DIRECTIONS FOR THIS TASK. Transcribe each entry below exactly. Pictures do not go in the copy.

Rows from a pointing dataset
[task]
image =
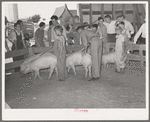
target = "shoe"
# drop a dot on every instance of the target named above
(122, 71)
(61, 80)
(92, 79)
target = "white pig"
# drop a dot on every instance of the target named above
(79, 58)
(42, 62)
(108, 58)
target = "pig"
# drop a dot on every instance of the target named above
(108, 58)
(79, 58)
(43, 62)
(23, 65)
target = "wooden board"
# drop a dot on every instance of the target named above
(16, 53)
(13, 65)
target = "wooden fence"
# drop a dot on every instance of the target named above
(36, 50)
(28, 28)
(131, 56)
(109, 47)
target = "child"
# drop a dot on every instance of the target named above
(60, 52)
(119, 51)
(94, 28)
(125, 32)
(27, 40)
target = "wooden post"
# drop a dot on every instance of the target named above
(143, 12)
(102, 10)
(113, 11)
(81, 15)
(90, 15)
(134, 17)
(124, 9)
(138, 17)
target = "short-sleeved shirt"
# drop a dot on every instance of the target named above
(110, 27)
(128, 26)
(142, 31)
(53, 34)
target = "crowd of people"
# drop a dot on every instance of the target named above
(93, 39)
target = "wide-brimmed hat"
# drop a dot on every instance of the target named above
(85, 24)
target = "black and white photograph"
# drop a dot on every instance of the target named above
(72, 60)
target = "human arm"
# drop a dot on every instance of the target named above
(138, 34)
(123, 49)
(52, 35)
(130, 28)
(36, 38)
(84, 41)
(12, 38)
(6, 46)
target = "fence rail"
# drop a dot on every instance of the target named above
(11, 54)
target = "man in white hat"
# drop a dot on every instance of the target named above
(142, 32)
(128, 25)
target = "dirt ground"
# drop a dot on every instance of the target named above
(112, 91)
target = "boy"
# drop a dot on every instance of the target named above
(89, 37)
(60, 52)
(128, 25)
(110, 25)
(119, 51)
(125, 32)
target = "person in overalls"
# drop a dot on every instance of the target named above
(39, 35)
(16, 36)
(51, 44)
(96, 48)
(60, 52)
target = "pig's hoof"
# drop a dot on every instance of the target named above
(61, 80)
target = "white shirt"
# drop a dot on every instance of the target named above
(128, 26)
(141, 30)
(110, 27)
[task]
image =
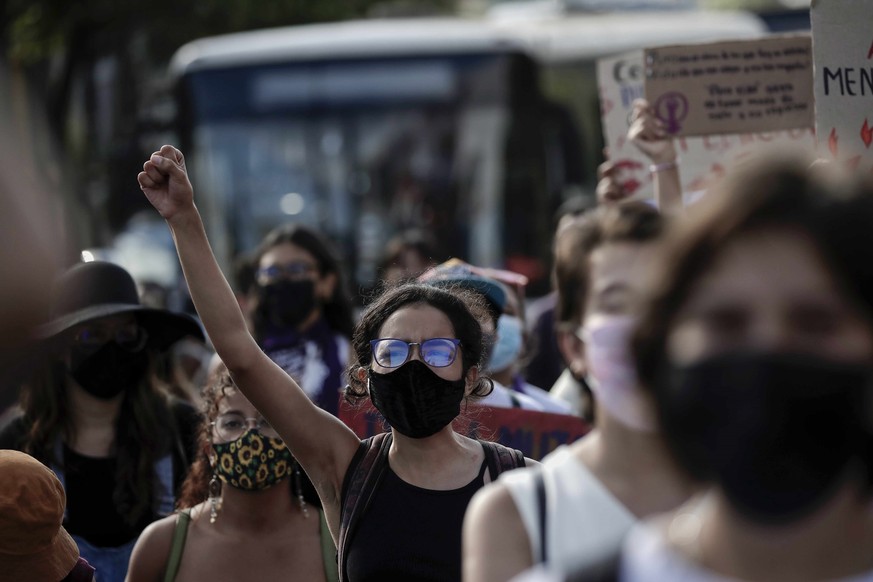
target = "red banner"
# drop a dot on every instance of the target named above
(534, 433)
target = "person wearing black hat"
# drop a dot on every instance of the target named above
(97, 415)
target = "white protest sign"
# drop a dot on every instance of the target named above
(842, 36)
(732, 87)
(701, 159)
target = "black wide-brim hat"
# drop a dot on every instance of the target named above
(96, 289)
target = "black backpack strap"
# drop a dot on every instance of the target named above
(362, 477)
(542, 511)
(500, 458)
(607, 569)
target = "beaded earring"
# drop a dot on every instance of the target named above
(214, 494)
(298, 490)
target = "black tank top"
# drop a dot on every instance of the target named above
(410, 533)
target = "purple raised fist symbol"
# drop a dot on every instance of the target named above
(672, 108)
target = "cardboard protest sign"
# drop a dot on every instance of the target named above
(843, 50)
(732, 87)
(534, 433)
(621, 80)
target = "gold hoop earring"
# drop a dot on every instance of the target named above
(214, 495)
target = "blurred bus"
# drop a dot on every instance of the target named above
(471, 130)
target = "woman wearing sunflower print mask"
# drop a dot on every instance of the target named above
(242, 514)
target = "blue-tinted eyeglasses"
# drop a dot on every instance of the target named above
(438, 352)
(297, 270)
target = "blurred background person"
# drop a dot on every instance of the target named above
(408, 255)
(300, 312)
(509, 352)
(240, 517)
(34, 545)
(99, 417)
(586, 496)
(545, 363)
(757, 347)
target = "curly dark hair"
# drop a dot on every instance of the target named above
(195, 488)
(833, 212)
(465, 309)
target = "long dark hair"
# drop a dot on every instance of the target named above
(338, 309)
(144, 432)
(464, 309)
(835, 213)
(195, 488)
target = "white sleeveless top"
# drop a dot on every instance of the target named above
(647, 557)
(583, 519)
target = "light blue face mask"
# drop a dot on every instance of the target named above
(508, 346)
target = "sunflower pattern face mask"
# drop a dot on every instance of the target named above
(253, 462)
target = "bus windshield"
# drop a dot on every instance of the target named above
(455, 145)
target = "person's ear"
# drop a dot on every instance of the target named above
(573, 351)
(471, 378)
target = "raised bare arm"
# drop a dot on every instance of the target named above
(320, 441)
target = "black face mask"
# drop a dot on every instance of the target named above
(414, 400)
(779, 433)
(110, 370)
(285, 303)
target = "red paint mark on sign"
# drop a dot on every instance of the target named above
(866, 134)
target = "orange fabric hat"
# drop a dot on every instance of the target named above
(33, 544)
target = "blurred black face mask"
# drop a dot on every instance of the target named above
(285, 303)
(779, 433)
(414, 400)
(108, 371)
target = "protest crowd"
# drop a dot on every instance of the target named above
(693, 398)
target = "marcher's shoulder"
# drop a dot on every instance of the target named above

SOLUTION TO THIS TASK.
[task]
image =
target = "shoe"
# drop a dot on every instance of the target named above
(122, 71)
(61, 80)
(92, 79)
target = "white pig"
# drop a dot on every instance of the target named above
(79, 58)
(42, 62)
(108, 58)
target = "pig"
# drop a dot on every instance of the target named above
(108, 58)
(79, 58)
(43, 62)
(23, 65)
target = "wooden board"
# drop a dot on every instance of the target named above
(16, 53)
(13, 65)
target = "wooden fence"
# drop a dot on every instance of the target named above
(36, 50)
(28, 28)
(131, 56)
(109, 47)
target = "child"
# drop a dot on every instance of the target named above
(60, 52)
(119, 51)
(94, 28)
(125, 32)
(27, 40)
target = "wooden post"
# drop a dot on every instance of the target named above
(143, 12)
(102, 10)
(113, 11)
(81, 15)
(90, 15)
(134, 17)
(124, 9)
(138, 17)
target = "short-sleeved shirt"
# drop a dot on every instance of the target named above
(110, 27)
(128, 26)
(142, 31)
(53, 34)
target = "crowd of people"
# drop a dot on every instance of the target named above
(93, 39)
target = "wide-brimmed hat"
# drop a dot on every instance of the target named above
(85, 24)
target = "black and white photograph"
# drop a dot on every instance of the target named above
(72, 60)
target = "human arm"
# drop a dot on every instance of the target named above
(138, 34)
(123, 49)
(52, 35)
(130, 28)
(36, 38)
(84, 41)
(12, 38)
(6, 46)
target = "fence rail"
# drop a dot on every instance of the target named above
(11, 54)
target = "man in white hat"
# drop a dot on every instance of the target named above
(142, 32)
(128, 25)
target = "dirt ground"
# drop a dot on every instance of the target named above
(112, 91)
target = "boy"
# drop a dot on every instance of the target named above
(89, 37)
(60, 52)
(128, 25)
(110, 25)
(119, 51)
(125, 32)
target = "person in overalls"
# drop a dot on every instance of the target named above
(39, 35)
(16, 36)
(51, 44)
(96, 48)
(60, 52)
target = "pig's hoof"
# drop a dot on every instance of the target named above
(61, 80)
target = "white shirt"
# drop a dot on every instance of the target named above
(128, 26)
(141, 30)
(110, 27)
[task]
image =
target = "red banner"
# drop a dot on every instance of the target named above
(534, 433)
target = "person wearing black hat"
# drop a dot on every instance of the target named above
(97, 415)
target = "white protest sign"
# drop a dot on every instance of the target named above
(842, 36)
(732, 87)
(701, 159)
target = "black wide-brim hat"
# drop a dot on every instance of the target named above
(96, 289)
target = "black backpack strap"
# drop a dot on every instance of the target named above
(362, 477)
(542, 511)
(500, 458)
(607, 569)
target = "beaded earring"
# drop a dot on every instance of the target named above
(214, 494)
(298, 490)
target = "black tank top"
# drop a dot on every instance of the target named above
(410, 533)
target = "purple raised fist symbol"
# drop a dot on every instance of the target named above
(672, 108)
target = "cardboard protest sign"
# drop a dot on every instance of the target named above
(843, 50)
(732, 87)
(534, 433)
(621, 80)
target = "gold hoop earring"
# drop a dot on every instance of the target named above
(214, 495)
target = "blurred bus"
# drop a dot on every instance of the target named above
(471, 130)
target = "woman wearing sunflower print mask"
# drop a dot on every instance of the target named above
(242, 514)
target = "blue-tinted eyeglasses"
# drop a dot on every instance of the target named above
(438, 352)
(297, 270)
target = "blurred background person"
# drop a dot on every instance of the target named above
(408, 255)
(300, 312)
(509, 352)
(240, 517)
(34, 545)
(99, 417)
(586, 496)
(545, 363)
(757, 347)
target = "curly dark hair"
# drop a dot on every instance of the target named above
(195, 488)
(833, 212)
(465, 309)
target = "long dark hair"
# drop a dot on every instance of the target named above
(338, 309)
(144, 432)
(464, 309)
(835, 213)
(195, 488)
target = "white sleeveless top"
# drop a dot on every instance of the target named above
(647, 557)
(583, 519)
target = "light blue face mask"
# drop a dot on every instance of the target named above
(508, 346)
target = "sunflower pattern face mask"
# drop a dot on every instance of the target named above
(253, 462)
target = "bus windshield"
# drop a dot on every instance of the target named above
(455, 145)
target = "person's ear"
# drop a dot on every instance of the target named above
(573, 351)
(471, 378)
target = "raised bare arm"
# drop a dot on every instance of the target named above
(320, 441)
target = "black face mask"
# drop a dot on every instance of the target named above
(414, 400)
(779, 433)
(110, 370)
(285, 303)
target = "red paint mark on sign"
# drop a dot on every instance of the target named above
(866, 134)
target = "orange fabric hat"
# drop a dot on every instance of the target named above
(33, 544)
target = "blurred black face mask"
# drop a dot on every instance of the target named above
(285, 303)
(779, 433)
(414, 400)
(108, 371)
target = "protest crowd"
# drop a dot on every instance of the target named above
(693, 398)
target = "marcher's shoulder"
# drop a dot on every instance of the target named above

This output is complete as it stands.